#### Data for processing ####
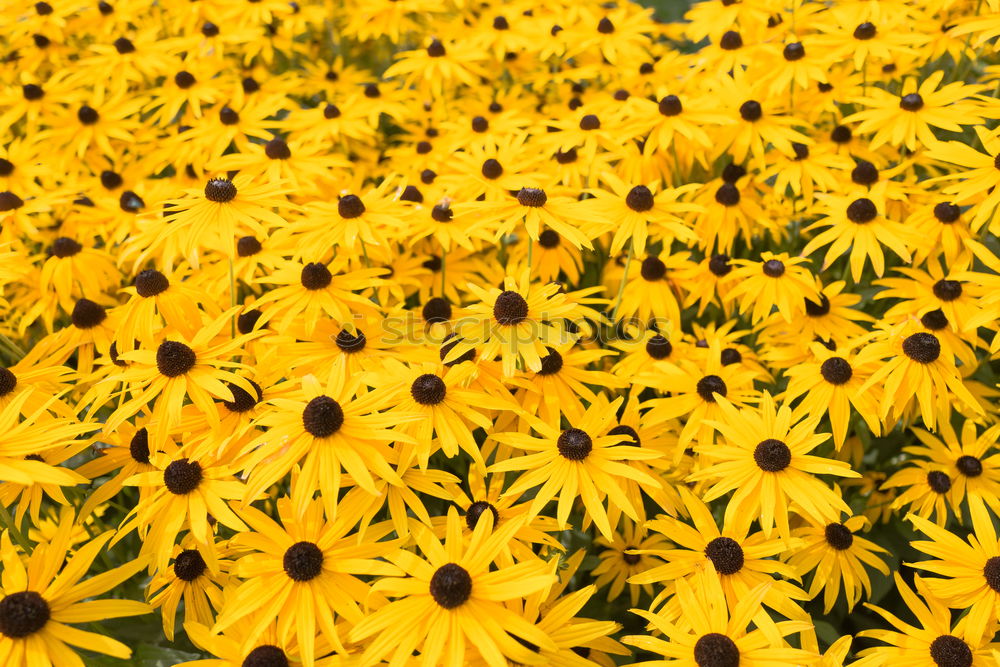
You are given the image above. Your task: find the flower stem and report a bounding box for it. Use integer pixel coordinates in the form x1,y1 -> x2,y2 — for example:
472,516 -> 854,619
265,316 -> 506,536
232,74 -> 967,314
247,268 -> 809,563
0,504 -> 32,555
611,239 -> 632,323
####
What the exercise asks: Lay out each line of the records above as a Markdown table with two columns, No. and Text, numbering the rows and skipping blank lines. Leave the pictures out.

Problem solution:
| No. | Text |
|---|---|
| 1 | You are given the image above. Your task: find the flower stem and report a bounding box for it. Use integer pixel coordinates in the form x1,y1 -> x2,y2 — for example: |
| 2 | 472,516 -> 854,619 |
| 3 | 265,316 -> 506,536 |
| 4 | 232,74 -> 967,314 |
| 5 | 247,268 -> 809,563 |
| 6 | 0,504 -> 32,555 |
| 7 | 611,239 -> 632,323 |